Failure to use linked electronic health records may lead to biased estimates of heart attack incidence and outcome, warn researchers in a paper published in BMJ today.
They show that up to 50% of all heart attack cases are missed using just one data source.
These findings may be relevant to other common conditions, such as stroke, and support the wider use of linked multiple record sources by clinicians, policy makers and researchers, say the authors.
Electronic health records are increasingly used to measure health outcomes, and for research, but records from one part of the health service (e.g. primary care) may not capture health events occurring in other parts of the health system (e.g. hospital care).
So a team of researchers from the London School of Hygiene & Tropical Medicine and UCL compared electronic health records for one major disease event – heart attack (myocardial infarction) – across four national health record sources in England: primary care, hospital care, disease registry and death records.
Previous studies have typically compared only one or two electronic sources.
They identified 21,482 patients with a record of acute myocardial infarction in one or more of the four data sources.

THINGS TO DO -
**1.** Answer these questions about the article on heart attack records.
(a) What share of all heart attack cases can be missed when only one data source is used?
(b) Which two institutions were the researchers from?
(c) How many patients with a record of acute myocardial infarction did the team identify?
**2.** List the four national health record sources in England that the article on heart attack records says the team compared.
**3.** Reproduce the article on heart attack records from "They show that" up to and including "(e.g. hospital care).".
Use only the article on heart attack records as your source.

ENTRIES SHOWN -
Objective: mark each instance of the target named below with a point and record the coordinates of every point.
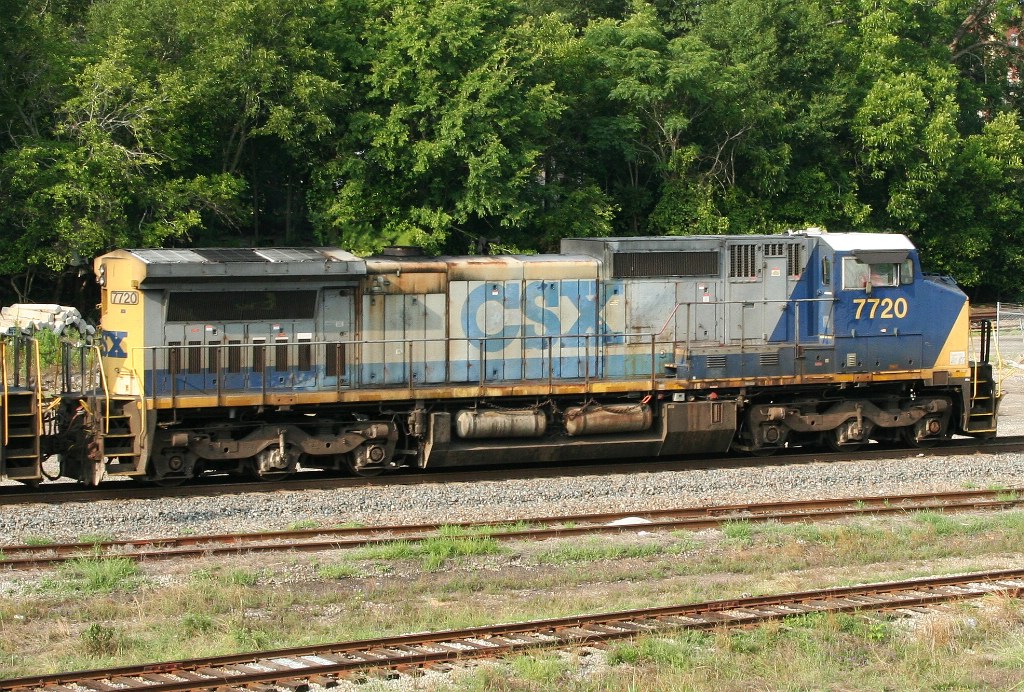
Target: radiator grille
(742, 261)
(241, 306)
(640, 264)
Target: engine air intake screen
(639, 264)
(241, 306)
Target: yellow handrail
(6, 400)
(39, 390)
(107, 391)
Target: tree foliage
(461, 125)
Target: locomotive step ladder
(118, 442)
(20, 455)
(984, 399)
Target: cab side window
(857, 274)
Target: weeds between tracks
(83, 615)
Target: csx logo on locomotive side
(112, 347)
(540, 316)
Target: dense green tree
(461, 125)
(445, 140)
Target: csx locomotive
(262, 360)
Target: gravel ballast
(510, 500)
(523, 499)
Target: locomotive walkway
(296, 668)
(311, 539)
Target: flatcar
(260, 361)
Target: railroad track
(348, 537)
(296, 668)
(55, 493)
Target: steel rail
(53, 493)
(295, 668)
(694, 518)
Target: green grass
(453, 581)
(594, 552)
(94, 575)
(433, 552)
(338, 571)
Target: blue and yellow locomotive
(260, 360)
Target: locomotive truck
(263, 360)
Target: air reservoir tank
(615, 418)
(471, 424)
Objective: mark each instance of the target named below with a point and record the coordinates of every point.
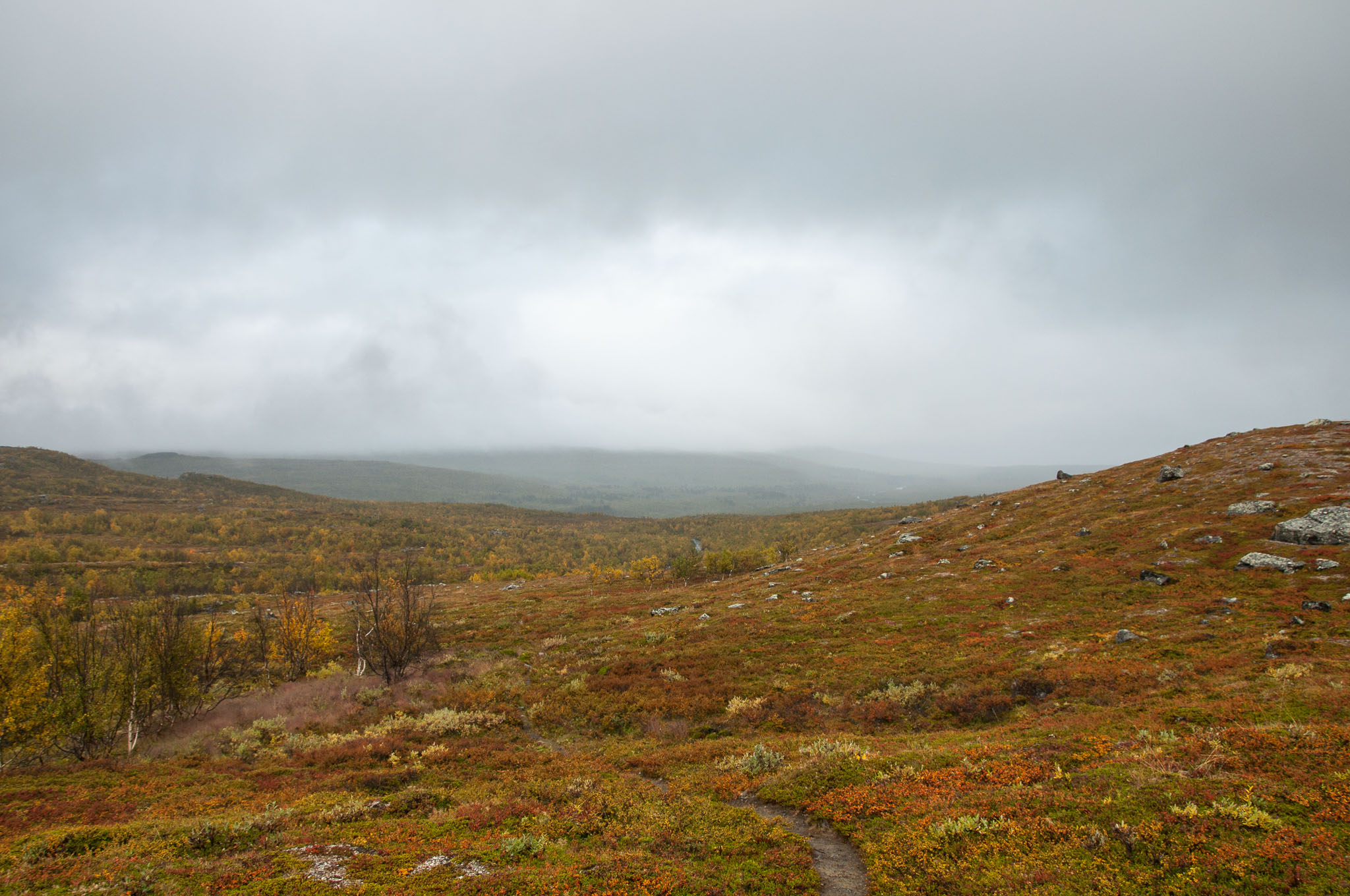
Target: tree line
(84, 678)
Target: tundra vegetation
(570, 704)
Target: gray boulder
(1324, 525)
(1257, 561)
(1245, 508)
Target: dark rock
(1245, 508)
(1324, 525)
(1257, 561)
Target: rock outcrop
(1324, 525)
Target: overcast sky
(987, 233)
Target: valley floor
(986, 701)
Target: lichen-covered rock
(1324, 525)
(1245, 508)
(1257, 561)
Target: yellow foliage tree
(301, 640)
(23, 681)
(649, 570)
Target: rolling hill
(617, 484)
(1095, 685)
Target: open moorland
(1086, 686)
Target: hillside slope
(985, 699)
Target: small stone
(1257, 561)
(1245, 508)
(1322, 525)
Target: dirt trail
(837, 861)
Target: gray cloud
(1028, 233)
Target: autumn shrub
(757, 762)
(976, 704)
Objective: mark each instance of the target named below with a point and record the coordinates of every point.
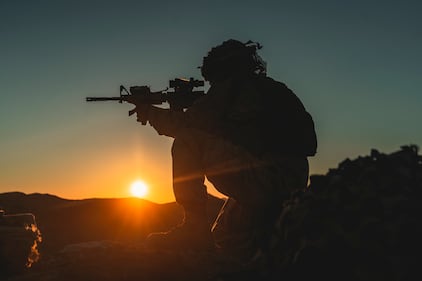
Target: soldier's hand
(141, 111)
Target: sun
(139, 189)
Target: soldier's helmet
(232, 57)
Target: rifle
(182, 96)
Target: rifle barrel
(103, 98)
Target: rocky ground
(359, 222)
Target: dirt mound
(360, 221)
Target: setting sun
(138, 189)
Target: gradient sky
(356, 65)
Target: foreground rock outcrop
(359, 222)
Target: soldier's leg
(188, 178)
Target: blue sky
(356, 65)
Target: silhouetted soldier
(250, 136)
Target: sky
(356, 66)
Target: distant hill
(62, 221)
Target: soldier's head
(232, 58)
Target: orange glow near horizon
(139, 189)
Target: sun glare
(138, 189)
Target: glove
(142, 111)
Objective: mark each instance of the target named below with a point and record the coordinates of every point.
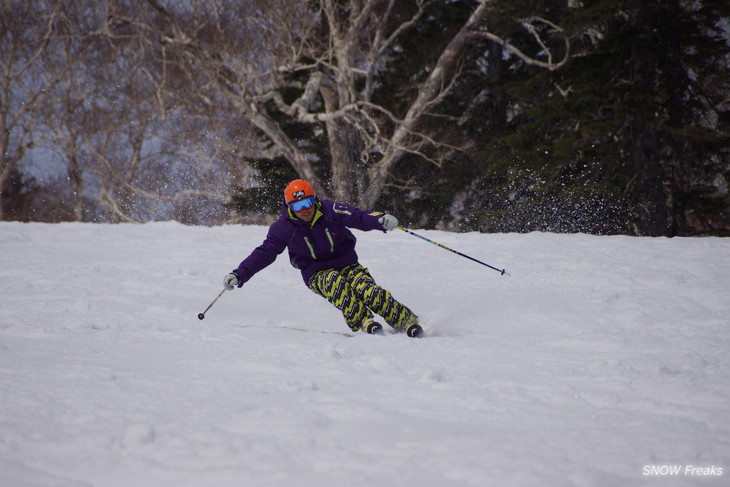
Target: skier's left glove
(388, 222)
(230, 281)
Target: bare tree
(331, 54)
(38, 52)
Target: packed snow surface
(598, 361)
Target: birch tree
(321, 63)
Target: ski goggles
(299, 205)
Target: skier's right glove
(230, 281)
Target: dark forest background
(607, 117)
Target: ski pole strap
(501, 271)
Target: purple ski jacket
(323, 243)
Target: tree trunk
(652, 218)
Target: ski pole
(502, 271)
(202, 315)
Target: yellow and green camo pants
(353, 291)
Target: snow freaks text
(682, 470)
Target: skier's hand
(388, 222)
(230, 281)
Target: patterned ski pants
(353, 291)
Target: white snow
(600, 361)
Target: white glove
(230, 281)
(389, 222)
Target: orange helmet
(297, 190)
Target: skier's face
(305, 214)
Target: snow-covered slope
(599, 361)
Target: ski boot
(372, 327)
(414, 330)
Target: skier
(321, 246)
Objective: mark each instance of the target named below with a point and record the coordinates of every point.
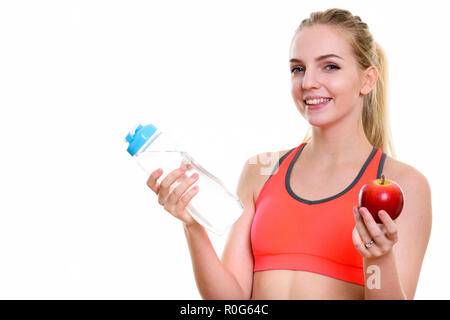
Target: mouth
(317, 105)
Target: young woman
(301, 234)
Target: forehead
(318, 40)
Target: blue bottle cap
(138, 136)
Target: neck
(338, 144)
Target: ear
(370, 77)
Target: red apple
(381, 194)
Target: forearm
(382, 279)
(213, 280)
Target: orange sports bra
(292, 233)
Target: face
(336, 77)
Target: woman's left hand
(373, 240)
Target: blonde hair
(368, 52)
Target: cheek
(296, 88)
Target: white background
(77, 220)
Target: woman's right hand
(174, 201)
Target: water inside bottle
(214, 206)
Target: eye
(296, 68)
(332, 65)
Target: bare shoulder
(416, 188)
(403, 173)
(261, 167)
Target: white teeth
(317, 101)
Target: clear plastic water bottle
(214, 207)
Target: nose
(310, 80)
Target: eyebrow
(331, 55)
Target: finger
(389, 225)
(177, 192)
(372, 227)
(167, 182)
(360, 226)
(152, 181)
(359, 244)
(184, 201)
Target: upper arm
(237, 255)
(414, 228)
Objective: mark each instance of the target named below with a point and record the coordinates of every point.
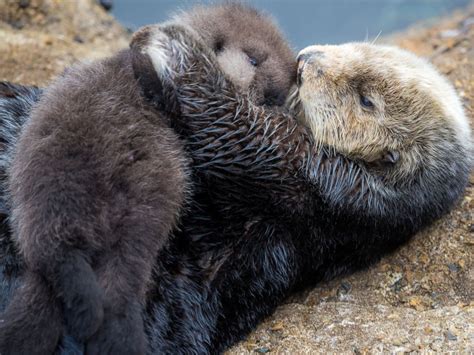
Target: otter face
(249, 49)
(379, 104)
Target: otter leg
(35, 312)
(124, 275)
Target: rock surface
(419, 299)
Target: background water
(307, 22)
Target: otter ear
(147, 79)
(390, 157)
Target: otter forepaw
(121, 333)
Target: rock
(42, 37)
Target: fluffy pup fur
(98, 182)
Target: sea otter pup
(98, 181)
(387, 152)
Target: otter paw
(84, 313)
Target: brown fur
(98, 182)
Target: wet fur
(234, 262)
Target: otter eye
(219, 46)
(364, 101)
(253, 61)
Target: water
(307, 22)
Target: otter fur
(278, 208)
(98, 182)
(286, 204)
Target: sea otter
(386, 151)
(279, 208)
(118, 171)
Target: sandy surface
(419, 299)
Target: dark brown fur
(98, 182)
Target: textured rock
(419, 299)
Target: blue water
(307, 22)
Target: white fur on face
(236, 65)
(326, 112)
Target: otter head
(381, 105)
(249, 48)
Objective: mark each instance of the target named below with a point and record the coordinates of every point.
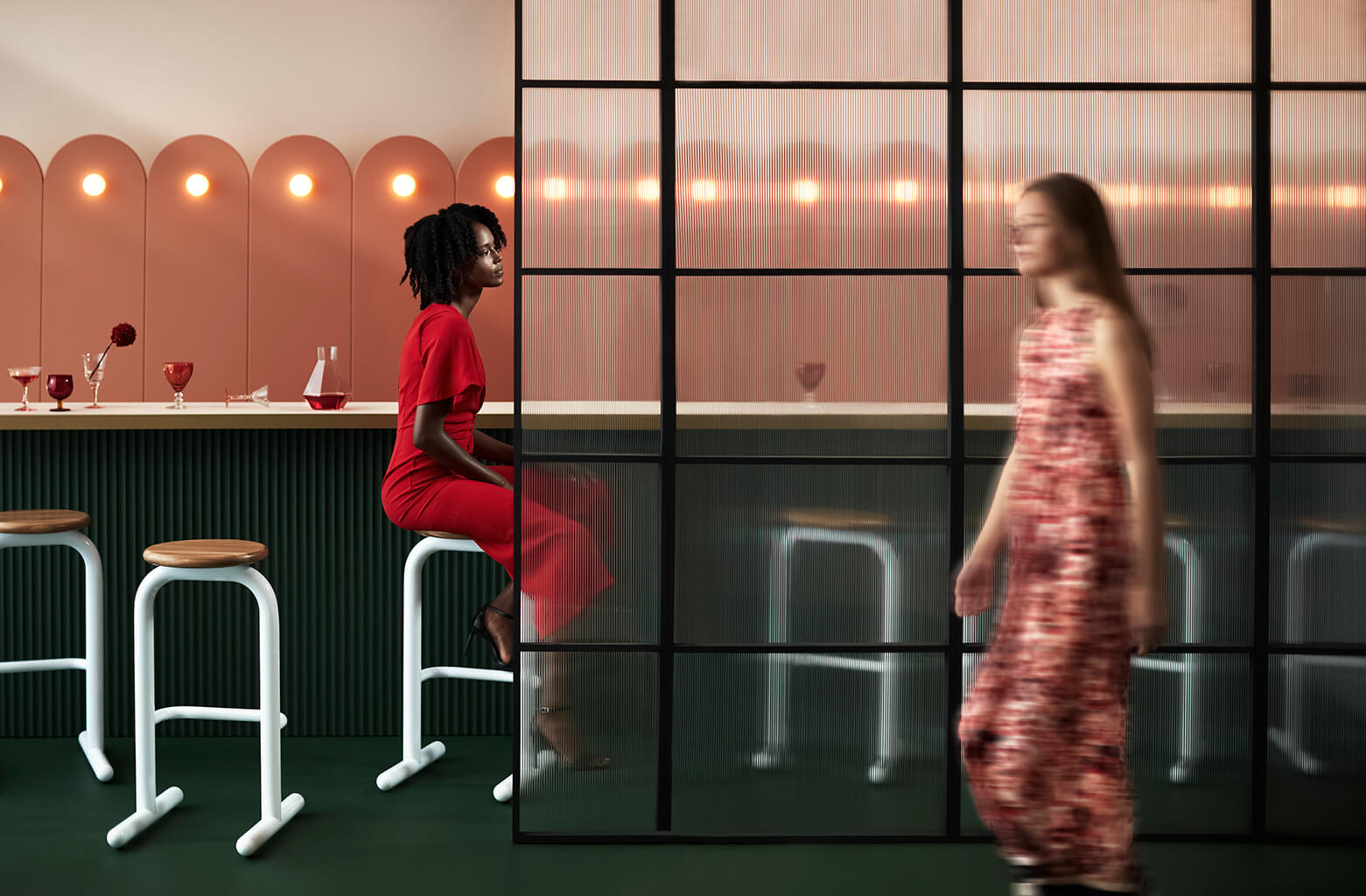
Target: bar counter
(635, 416)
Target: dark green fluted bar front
(336, 564)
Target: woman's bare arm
(429, 435)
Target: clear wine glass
(60, 387)
(25, 376)
(810, 373)
(261, 396)
(95, 368)
(178, 374)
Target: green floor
(445, 833)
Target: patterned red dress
(562, 570)
(1044, 727)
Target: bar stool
(1324, 535)
(205, 560)
(416, 757)
(854, 528)
(33, 528)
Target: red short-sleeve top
(438, 360)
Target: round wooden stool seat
(205, 553)
(840, 519)
(1337, 526)
(41, 522)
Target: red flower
(123, 335)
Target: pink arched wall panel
(197, 270)
(382, 308)
(299, 248)
(492, 320)
(93, 262)
(21, 258)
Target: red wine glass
(178, 374)
(60, 387)
(24, 376)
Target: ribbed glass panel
(601, 40)
(808, 553)
(1173, 168)
(1208, 542)
(1316, 745)
(1319, 553)
(619, 513)
(1187, 743)
(1201, 329)
(1107, 40)
(786, 743)
(1319, 40)
(810, 179)
(818, 40)
(1319, 178)
(613, 708)
(336, 566)
(1319, 370)
(591, 365)
(591, 178)
(872, 350)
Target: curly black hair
(440, 246)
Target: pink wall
(382, 308)
(21, 256)
(93, 262)
(197, 270)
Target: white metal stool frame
(416, 757)
(779, 665)
(90, 739)
(152, 806)
(1290, 737)
(1191, 667)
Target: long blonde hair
(1081, 209)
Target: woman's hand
(973, 588)
(1146, 618)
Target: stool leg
(888, 708)
(414, 756)
(151, 806)
(92, 739)
(273, 813)
(776, 669)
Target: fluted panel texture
(1319, 178)
(1173, 168)
(810, 179)
(1107, 40)
(817, 40)
(336, 566)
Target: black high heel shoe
(582, 760)
(477, 627)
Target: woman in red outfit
(1081, 499)
(436, 482)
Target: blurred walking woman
(1081, 499)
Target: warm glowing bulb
(906, 192)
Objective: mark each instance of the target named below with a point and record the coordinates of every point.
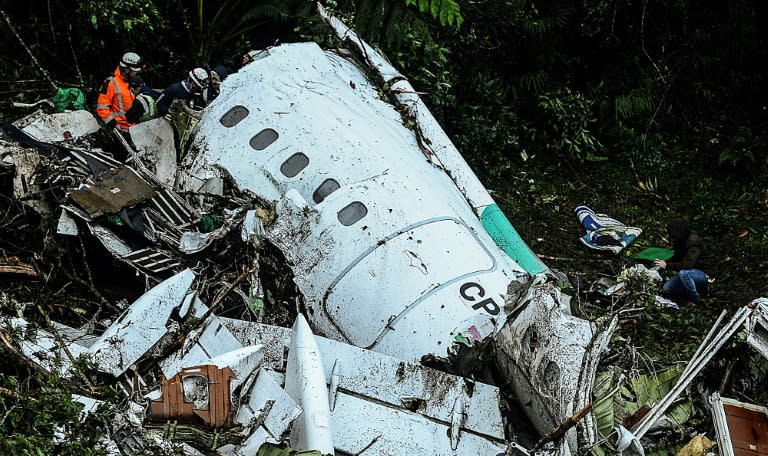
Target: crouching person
(691, 262)
(144, 106)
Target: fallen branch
(13, 265)
(558, 432)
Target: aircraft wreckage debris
(281, 221)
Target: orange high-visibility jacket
(115, 98)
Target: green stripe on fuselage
(506, 237)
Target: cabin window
(552, 375)
(326, 188)
(264, 139)
(234, 116)
(294, 164)
(530, 340)
(352, 213)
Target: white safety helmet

RESPONSES TO THE TASKS -
**1.**
(a) Up to 50%
(b) The London School of Hygiene & Tropical Medicine and UCL
(c) 21,482

**2.**
- Primary care
- Hospital care
- Disease registry
- Death records

**3.**
They show that up to 50% of all heart attack cases are missed using just one data source.
These findings may be relevant to other common conditions, such as stroke, and support the wider use of linked multiple record sources by clinicians, policy makers and researchers, say the authors.
Electronic health records are increasingly used to measure health outcomes, and for research, but records from one part of the health service (e.g. primary care) may not capture health events occurring in other parts of the health system (e.g. hospital care).